(DATA EXTRACT):

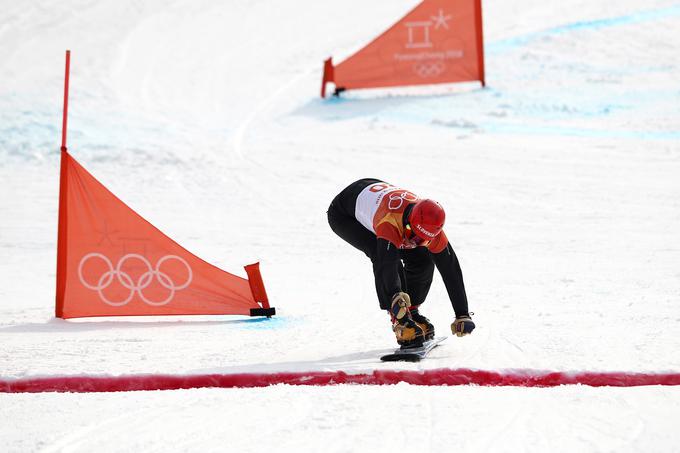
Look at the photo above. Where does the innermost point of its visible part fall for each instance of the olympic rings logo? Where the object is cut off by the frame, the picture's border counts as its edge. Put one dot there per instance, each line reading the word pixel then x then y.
pixel 396 200
pixel 425 70
pixel 127 282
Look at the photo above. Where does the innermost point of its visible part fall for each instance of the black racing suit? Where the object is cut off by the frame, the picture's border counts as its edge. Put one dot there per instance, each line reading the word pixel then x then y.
pixel 408 270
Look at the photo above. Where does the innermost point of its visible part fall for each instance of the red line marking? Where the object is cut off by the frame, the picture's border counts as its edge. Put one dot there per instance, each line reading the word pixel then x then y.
pixel 441 377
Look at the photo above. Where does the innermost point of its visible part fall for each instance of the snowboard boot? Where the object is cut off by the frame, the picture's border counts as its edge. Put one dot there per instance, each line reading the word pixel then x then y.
pixel 424 323
pixel 409 334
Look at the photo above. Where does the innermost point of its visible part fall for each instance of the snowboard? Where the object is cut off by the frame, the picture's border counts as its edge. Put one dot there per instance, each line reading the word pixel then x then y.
pixel 413 354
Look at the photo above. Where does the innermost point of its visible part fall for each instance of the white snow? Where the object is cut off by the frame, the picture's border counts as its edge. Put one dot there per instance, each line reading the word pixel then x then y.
pixel 560 181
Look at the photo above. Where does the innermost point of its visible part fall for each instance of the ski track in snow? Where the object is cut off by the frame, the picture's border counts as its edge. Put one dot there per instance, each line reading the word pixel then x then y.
pixel 559 178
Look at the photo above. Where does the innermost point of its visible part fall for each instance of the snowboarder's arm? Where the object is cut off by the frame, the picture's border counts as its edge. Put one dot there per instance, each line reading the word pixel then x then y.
pixel 386 270
pixel 449 268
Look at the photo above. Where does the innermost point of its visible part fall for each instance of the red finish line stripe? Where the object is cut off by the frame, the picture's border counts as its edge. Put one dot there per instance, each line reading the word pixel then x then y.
pixel 441 377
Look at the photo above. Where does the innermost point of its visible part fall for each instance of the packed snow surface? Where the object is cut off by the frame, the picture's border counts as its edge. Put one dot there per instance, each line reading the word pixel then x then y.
pixel 560 180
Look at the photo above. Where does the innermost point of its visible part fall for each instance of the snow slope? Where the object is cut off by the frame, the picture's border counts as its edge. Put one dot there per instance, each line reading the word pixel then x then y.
pixel 559 180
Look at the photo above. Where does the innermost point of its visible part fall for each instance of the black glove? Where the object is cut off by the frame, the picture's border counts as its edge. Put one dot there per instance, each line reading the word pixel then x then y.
pixel 463 325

(WORK REQUEST):
Output the records above exactly as written, but leave out the pictures.

(RESULT OF THIS TASK):
Look at the photo above. Where does the innermost point of its visible part fall for each instance of the olympic rings logo? Where the object is cut off by the frame, the picture's border counts as its edge. Put one dot there per instance, each line reading the word pixel then x then y.
pixel 396 200
pixel 425 70
pixel 127 282
Look at the photo above. Where does the innermost point of its visible part fall for each instance of the black racing suit? Where the object is cut off by the frame, the picture's border counts as its edge. Put one dot there per instance, each line reading the word pixel then x then y.
pixel 408 270
Look at the photo above. Where does the innermost point of its visible part fall for each instance of the red line marking? Where the object is cut off by the frame, the picture's border counts as its edge. Put one dot there per instance, each line reading the word pixel then x then y.
pixel 441 377
Look at the photo above. Where does the innermost point of its visible part fall for each instance of the snowboard boot? Where the object is cut off by the frame, the picture's border counts as its edge. Put one dot there per instance, each line reading the word pixel then x then y.
pixel 424 323
pixel 409 334
Look at the photo above. Where does the innermost point of its visible part fall for each instance of the snowboard? Where the object is cut off by the frame, the picture's border counts as its edge. Put one dot there per instance, each line reading the word pixel then x then y.
pixel 413 354
Look at the photo above. Where does the innermost point of its visible part fall for each instance of the white snow? Where the object is cut off by the frame, the picture's border counts as its edge. Put one dot there per instance, each line reading the word pixel then x then y.
pixel 560 181
Look at the photo above. Where does the innermost point of its visible part fall for each instance of the ski track in snow? Where the object is cut off by the frame, the picture's border counts as its edge. Put one dot there per instance, each line reading the word pixel then x then y.
pixel 559 178
Look at the photo above. Where does the innermost point of its visible part fall for each instance of the snowboarder's arm? Where the object is cut off by the frame, the picture's border counts as its edge. Put one dot there per instance, each line reading the word pixel then x then y.
pixel 386 270
pixel 449 268
Look at the photo above. Where does the innermost point of its visible part fall for each instance of the red finish line stripe? Where the object is cut off by the frame, the picture's border counts as its edge. Put one dot there per instance, each line reading the word pixel then x then y.
pixel 441 377
Look at the photo above. Where does the innermost point of its visible part fall for each instance of the packed snow surface? Where the object is cut off by the frame, the picture's border counts as its edge. Put one dot there per instance, each line reading the word pixel then x then y.
pixel 560 180
Look at the photo above. Where does the innermost point of its visible part fall for each instance of the snow slope? Where the object is cut off by the frame, the picture's border counts as its edge. Put one dot there per instance, each line reading the word pixel then x then y.
pixel 559 180
Look at the photo above. Where does the innermost point of its visible part fall for each instance of the black glove? Where the object is cut off by the frame, the picture's border counts as its edge. Put one dot there per instance, each line reading the word pixel then x then y.
pixel 463 325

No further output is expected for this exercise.